[Trecho do texto]:
--------------------------------------------------

Como chefe da Casa Civil, José Dirceu (PT-SP) recebeu em audiência no Planalto, em 11 de janeiro deste ano, o banqueiro português Ricardo Espírito Santo, do Banco Espírito Santo, acompanhado do empresário mineiro Marcos Valério de Souza. Ao GLOBO, Ricardo Espírito Santo confirmou a audiência e informou que foi Valério quem se ofereceu para apresentá-lo a Dirceu. Anteontem, em depoimento no Conselho de Ética da Câmara, Dirceu negara peremptoriamente qualquer envolvimento em supostas negociações com a Portugal Telecom, da qual o Banco Espírito Santo é um dos principais acionistas. A reunião aconteceu 13 dias antes da viagem de Valério e do tesoureiro informal do PTB, Emerson Palmieri, a Portugal. No depoimento, Dirceu omitiu o encontro ao ser perguntado se já estivera com Valério:
- Eu o conheci (Marcos Valério) em alguma atividade social. Ele esteve na Casa Civil acompanhando a direção do Banco Rural umas duas vezes - disse.
Segundo o deputado Roberto Jefferson (PTB-RJ), Valério e Palmieri viajaram a Lisboa para tentar fechar negócios com a Portugal Telecom em troca de um acordo que resolvesse as dívidas do PTB e do PT. O Banco Espírito Santo é um dos maiores acionistas da Portugal Telecom.
Agendas da Casa Civil confirmam
O encontro está registrado na agenda oficial de Dirceu na Casa Civil. A reunião foi marcada para as 17h e teria durado meia hora. Procurado pelo GLOBO, Dirceu confirmou que recebeu o banqueiro Ricardo Espírito Santo e que ele estava acompanhado de Valério. Mas deu outra versão para o encontro. O ex-ministro não soube dizer por que Valério participou da audiência. Segundo ele, Valério estava prestando serviços ao Banco Espírito Santo:
- Recebi o banqueiro Ricardo Espírito Santo no meu gabinete. Ele estava acompanhado de Marcos Valério. Mas não foi Valério que marcou a audiência. Por que Valério estava com Ricardo Espírito Santo? Quem tem que responder isso é o banco. Ele estava prestando serviços para o Banco Espirito Santo, mas não sei muito bem o que era. Recebo todos os representantes de banco que me procuram.
Segundo ele, o Banco Espírito Santo foi comunicar interesses em novos investimentos. Dirceu disse que não teve qualquer tipo de negociação com o banqueiro e que todas as suas audiências eram formais e protocolares.
Encontro também em Portugal
A agenda disponível no site da Casa Civil confirma: além de ter recebido o presidente do Banco Espírito Santo, Dirceu esteve em Lisboa no dia 7 de junho passado e participou de um jantar com empresários, entre eles Miguel Horta e Costa, presidente da Portugal Telecom.

--------------------------------------------------

[Material fornecido]:
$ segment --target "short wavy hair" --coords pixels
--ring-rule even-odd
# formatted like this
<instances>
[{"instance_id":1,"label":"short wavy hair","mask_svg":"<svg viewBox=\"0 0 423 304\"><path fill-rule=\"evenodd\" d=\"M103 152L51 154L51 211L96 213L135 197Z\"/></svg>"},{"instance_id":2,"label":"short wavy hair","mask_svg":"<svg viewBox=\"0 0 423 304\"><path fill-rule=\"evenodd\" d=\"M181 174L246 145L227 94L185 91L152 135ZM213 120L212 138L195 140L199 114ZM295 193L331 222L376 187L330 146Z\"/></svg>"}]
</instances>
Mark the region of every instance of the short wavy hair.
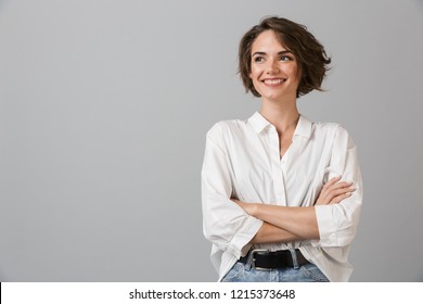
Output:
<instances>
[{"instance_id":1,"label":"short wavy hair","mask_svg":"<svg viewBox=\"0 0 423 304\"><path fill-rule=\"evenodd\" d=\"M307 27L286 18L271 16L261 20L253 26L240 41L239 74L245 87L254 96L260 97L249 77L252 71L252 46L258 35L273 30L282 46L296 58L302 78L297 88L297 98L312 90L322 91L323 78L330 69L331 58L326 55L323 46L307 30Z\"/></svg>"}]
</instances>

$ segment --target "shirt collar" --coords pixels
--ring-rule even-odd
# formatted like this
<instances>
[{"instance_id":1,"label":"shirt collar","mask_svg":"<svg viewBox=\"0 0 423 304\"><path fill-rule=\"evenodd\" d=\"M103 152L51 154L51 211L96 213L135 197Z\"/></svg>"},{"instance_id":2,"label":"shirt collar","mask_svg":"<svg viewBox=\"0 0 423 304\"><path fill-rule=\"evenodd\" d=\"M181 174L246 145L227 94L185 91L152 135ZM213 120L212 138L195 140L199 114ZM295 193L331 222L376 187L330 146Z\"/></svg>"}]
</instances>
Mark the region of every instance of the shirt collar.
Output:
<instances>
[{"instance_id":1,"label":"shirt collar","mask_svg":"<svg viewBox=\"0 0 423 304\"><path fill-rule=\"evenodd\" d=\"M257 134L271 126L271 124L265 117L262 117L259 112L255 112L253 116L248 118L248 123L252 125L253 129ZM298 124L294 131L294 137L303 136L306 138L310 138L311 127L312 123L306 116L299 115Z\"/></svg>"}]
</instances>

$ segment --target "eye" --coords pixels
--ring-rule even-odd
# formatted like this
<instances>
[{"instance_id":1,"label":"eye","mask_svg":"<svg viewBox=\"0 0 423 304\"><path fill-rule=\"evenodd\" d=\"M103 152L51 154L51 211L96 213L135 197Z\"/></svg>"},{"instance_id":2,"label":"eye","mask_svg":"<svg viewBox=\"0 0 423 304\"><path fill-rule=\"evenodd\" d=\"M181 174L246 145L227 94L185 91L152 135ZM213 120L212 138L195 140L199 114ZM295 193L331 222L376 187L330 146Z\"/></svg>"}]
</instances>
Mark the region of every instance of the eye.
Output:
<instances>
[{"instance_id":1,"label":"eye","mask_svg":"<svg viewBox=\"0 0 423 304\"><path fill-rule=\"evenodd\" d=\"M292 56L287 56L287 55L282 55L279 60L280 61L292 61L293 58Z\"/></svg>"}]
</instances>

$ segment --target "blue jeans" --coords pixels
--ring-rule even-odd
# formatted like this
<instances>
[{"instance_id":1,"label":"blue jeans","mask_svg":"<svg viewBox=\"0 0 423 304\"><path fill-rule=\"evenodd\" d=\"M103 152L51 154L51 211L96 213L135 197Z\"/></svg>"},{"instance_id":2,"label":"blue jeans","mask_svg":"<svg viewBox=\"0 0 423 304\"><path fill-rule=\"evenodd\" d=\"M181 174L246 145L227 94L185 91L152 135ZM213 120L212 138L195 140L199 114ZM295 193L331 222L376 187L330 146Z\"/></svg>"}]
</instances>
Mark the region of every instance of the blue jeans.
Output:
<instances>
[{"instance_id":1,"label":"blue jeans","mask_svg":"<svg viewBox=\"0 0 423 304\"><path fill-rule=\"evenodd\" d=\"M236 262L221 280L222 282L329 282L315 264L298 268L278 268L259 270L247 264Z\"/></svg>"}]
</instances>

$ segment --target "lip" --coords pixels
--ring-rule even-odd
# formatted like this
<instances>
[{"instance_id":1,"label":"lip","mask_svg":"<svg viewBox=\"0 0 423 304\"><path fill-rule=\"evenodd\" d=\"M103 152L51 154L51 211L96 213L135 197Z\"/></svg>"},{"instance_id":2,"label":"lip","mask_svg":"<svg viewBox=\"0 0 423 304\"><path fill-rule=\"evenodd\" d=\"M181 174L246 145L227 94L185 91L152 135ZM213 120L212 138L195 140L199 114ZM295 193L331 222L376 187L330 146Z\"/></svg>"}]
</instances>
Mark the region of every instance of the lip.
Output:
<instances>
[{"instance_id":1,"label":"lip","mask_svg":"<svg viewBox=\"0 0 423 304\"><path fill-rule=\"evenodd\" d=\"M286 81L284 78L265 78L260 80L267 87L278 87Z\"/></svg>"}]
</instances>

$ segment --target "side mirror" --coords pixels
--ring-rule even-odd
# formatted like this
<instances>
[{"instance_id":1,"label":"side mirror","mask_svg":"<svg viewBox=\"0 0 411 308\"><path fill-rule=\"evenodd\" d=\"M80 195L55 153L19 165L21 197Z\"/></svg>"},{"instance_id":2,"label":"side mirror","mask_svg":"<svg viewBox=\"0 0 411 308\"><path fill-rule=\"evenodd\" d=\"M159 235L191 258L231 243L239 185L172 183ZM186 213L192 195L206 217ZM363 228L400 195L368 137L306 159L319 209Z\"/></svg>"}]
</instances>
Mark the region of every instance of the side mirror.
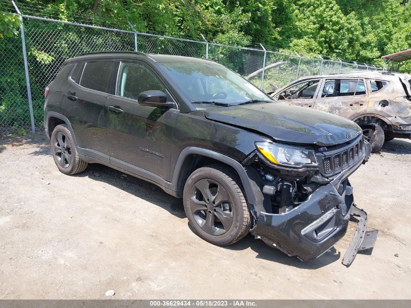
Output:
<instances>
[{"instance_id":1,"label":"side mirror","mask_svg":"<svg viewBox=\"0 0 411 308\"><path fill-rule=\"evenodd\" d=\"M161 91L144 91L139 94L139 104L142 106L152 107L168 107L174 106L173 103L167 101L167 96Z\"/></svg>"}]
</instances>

--------------------------------------------------

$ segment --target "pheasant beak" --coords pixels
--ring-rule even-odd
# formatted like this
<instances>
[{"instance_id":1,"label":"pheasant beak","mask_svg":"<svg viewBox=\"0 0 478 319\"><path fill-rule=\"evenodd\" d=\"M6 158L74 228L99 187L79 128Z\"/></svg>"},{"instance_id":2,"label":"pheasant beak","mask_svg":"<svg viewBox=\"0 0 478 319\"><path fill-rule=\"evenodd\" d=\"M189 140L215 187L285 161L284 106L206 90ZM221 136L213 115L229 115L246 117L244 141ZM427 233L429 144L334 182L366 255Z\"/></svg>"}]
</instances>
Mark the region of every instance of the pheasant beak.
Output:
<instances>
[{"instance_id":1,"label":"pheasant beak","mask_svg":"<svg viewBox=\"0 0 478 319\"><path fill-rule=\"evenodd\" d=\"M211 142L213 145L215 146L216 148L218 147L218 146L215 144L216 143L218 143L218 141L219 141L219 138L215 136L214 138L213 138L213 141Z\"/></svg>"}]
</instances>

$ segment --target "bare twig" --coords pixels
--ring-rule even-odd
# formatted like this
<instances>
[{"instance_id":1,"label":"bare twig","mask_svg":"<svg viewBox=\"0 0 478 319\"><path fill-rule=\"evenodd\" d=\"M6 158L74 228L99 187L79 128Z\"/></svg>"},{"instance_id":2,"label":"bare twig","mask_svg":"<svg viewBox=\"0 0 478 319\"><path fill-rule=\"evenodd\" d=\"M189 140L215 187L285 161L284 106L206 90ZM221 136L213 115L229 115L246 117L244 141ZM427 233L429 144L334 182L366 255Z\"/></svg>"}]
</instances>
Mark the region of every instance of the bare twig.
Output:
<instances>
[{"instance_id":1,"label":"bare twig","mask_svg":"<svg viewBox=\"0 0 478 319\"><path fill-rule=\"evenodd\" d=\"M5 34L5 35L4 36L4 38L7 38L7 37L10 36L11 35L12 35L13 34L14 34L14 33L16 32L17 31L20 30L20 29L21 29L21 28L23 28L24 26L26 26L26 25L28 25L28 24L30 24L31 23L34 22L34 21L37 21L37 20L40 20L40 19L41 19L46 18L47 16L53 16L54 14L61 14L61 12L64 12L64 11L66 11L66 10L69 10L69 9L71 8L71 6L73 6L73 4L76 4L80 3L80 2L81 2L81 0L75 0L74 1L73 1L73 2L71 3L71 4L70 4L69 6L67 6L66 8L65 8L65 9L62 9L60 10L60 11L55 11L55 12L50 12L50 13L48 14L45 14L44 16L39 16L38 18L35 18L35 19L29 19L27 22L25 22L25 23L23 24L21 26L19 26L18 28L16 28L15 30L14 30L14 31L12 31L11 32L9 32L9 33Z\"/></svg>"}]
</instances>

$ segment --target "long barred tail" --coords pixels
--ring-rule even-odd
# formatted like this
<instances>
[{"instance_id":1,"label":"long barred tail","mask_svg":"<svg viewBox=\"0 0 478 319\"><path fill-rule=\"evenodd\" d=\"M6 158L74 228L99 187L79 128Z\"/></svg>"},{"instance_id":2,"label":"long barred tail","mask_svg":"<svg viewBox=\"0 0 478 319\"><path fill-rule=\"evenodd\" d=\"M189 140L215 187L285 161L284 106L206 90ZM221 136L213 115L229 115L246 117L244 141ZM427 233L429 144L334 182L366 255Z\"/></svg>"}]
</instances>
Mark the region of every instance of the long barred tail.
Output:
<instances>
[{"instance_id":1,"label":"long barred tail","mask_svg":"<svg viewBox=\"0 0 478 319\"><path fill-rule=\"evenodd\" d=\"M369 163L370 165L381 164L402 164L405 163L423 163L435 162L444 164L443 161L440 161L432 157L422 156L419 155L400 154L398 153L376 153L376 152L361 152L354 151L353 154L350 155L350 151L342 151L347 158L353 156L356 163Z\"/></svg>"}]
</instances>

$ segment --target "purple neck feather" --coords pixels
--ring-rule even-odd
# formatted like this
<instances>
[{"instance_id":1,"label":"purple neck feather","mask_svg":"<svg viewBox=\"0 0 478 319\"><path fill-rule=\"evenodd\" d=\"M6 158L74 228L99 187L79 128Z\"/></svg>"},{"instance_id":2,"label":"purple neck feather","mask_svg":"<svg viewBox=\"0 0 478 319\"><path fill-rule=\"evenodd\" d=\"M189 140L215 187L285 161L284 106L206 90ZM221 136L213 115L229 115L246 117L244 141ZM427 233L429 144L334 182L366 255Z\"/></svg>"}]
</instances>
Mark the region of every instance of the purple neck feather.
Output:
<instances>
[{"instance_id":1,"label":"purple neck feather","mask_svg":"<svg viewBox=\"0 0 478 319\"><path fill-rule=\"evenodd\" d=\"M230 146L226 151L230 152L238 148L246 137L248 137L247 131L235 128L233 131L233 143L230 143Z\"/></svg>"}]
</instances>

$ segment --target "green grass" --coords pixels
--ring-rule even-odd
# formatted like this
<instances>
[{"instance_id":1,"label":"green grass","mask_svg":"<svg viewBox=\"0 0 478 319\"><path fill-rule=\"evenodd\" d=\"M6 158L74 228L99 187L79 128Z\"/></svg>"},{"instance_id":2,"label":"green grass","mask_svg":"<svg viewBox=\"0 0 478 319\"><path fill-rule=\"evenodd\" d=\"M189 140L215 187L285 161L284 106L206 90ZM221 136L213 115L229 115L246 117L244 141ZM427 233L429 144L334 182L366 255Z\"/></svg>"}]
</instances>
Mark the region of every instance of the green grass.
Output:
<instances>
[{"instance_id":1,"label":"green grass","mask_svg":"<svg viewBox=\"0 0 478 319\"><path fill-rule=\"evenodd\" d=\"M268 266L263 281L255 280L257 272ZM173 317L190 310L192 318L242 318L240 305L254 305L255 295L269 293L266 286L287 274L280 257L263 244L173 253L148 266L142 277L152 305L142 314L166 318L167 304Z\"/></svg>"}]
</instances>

--------------------------------------------------

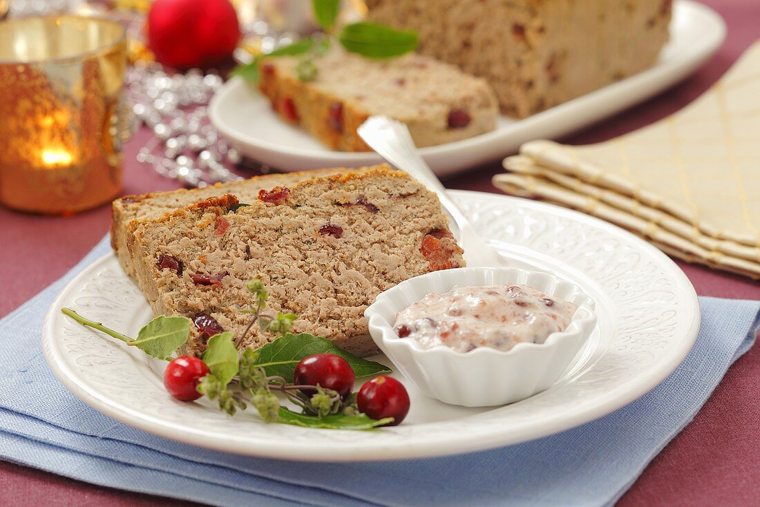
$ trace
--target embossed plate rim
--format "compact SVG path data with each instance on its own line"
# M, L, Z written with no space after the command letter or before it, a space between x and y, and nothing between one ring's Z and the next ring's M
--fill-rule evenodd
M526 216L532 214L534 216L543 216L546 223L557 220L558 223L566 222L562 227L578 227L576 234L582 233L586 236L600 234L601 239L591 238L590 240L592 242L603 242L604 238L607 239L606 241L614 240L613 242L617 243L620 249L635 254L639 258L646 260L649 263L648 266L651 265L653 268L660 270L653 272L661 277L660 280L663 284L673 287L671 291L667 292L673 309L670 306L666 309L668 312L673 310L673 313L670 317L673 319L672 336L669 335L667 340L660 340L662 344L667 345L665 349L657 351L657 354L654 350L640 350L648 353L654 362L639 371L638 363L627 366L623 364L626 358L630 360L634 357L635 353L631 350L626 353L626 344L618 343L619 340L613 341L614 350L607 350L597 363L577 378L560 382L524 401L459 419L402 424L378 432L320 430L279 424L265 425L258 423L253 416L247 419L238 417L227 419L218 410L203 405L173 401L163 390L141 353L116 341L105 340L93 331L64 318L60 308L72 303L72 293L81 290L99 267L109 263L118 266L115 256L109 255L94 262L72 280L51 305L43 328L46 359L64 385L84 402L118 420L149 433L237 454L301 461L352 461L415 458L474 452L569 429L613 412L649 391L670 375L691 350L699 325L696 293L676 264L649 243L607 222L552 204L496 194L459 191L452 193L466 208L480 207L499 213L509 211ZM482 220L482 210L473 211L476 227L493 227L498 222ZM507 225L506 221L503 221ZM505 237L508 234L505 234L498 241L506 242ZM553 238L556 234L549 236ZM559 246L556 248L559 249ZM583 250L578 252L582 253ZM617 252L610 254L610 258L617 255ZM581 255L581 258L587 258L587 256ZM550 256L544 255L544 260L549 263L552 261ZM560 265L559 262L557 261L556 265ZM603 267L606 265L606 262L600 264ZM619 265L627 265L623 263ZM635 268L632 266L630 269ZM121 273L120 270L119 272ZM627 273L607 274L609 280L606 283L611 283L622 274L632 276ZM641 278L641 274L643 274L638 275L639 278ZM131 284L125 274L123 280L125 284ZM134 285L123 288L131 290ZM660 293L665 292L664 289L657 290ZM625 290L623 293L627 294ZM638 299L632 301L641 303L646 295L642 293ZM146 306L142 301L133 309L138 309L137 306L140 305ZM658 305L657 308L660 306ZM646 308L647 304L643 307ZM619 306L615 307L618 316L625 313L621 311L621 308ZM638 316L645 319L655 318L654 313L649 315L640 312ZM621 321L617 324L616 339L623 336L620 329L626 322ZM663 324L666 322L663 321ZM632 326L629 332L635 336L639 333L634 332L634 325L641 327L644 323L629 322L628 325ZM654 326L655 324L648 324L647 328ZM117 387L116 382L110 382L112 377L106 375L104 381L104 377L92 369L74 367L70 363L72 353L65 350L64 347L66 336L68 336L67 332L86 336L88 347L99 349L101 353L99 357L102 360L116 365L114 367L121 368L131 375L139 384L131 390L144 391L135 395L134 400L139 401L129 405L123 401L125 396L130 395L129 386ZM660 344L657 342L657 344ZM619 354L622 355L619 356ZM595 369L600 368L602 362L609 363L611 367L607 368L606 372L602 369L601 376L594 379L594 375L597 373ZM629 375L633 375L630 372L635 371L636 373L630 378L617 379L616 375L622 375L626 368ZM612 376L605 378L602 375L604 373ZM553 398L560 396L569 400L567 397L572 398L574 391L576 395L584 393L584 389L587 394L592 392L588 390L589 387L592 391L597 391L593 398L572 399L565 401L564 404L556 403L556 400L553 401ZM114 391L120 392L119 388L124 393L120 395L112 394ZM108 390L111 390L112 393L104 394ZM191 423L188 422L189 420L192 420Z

--------------------------------------------------

[Objetivos]:
(a) Liste todas as pessoas citadas pelo nome no texto sobre a audiência de Dirceu.
(b) Traduza para o inglês esta frase do texto sobre a audiência de Dirceu: "A reunião foi marcada para as 17h e teria durado meia hora."
(c) Por favor, prolongue o texto sobre a audiência de Dirceu a partir do ponto em que ele termina.

[Respostas das tarefas]:
(a)
- José Dirceu
- Ricardo Espírito Santo
- Marcos Valério de Souza
- Emerson Palmieri
- Roberto Jefferson
- Miguel Horta e Costa

(b) The meeting was scheduled for 5 p.m. and reportedly lasted half an hour.

(c)
Durante depoimento à CPI dos Correios, Jefferson afirmou que Valério tentou convencer a direção do Instituto de Resseguros do Brasil (IRB) a transferir parte das reservas técnicas aplicadas em outros bancos europeus para o banco português Espírito Santo. O montante chegaria a US$ 600 milhões. Pela versão de Jefferson, por essa transferência o banco português pagaria comissão para ser dividida entre o PT e o PTB.
Ricardo Espírito Santo negou que tenha feito negócios com Valério, com o governo ou com partidos. Ele também rebateu a afirmação de Dirceu de que Valério prestava serviços a seu banco.
- Nunca fiz qualquer serviço com Marcos Valério. Ele se ofereceu para me apresentar ao ministro Dirceu. Por isso, estava na audiência. No encontro, falamos sobre os projetos do Grupo Espírito Santo no Brasil. Nunca solicitei qualquer tipo de favor ou ajuda do governo. Não trabalhamos com o governo e nem com política. Também não fazemos negócios com o senhor Marcos Valério. Não precisamos de intermediários. O encontro com o ministro Dirceu foi uma reunião de apresentação. De onde conheço Valério? Sei lá como conheci Valério. Foi em contatos sociais - explicou Ricardo Espírito Santo.
Em nota enviada ao GLOBO, Valério informou que não tem conhecimento e não participou de suposta reunião, realizada em janeiro, em Brasília, entre integrantes do governo federal e Ricardo Espírito Santo.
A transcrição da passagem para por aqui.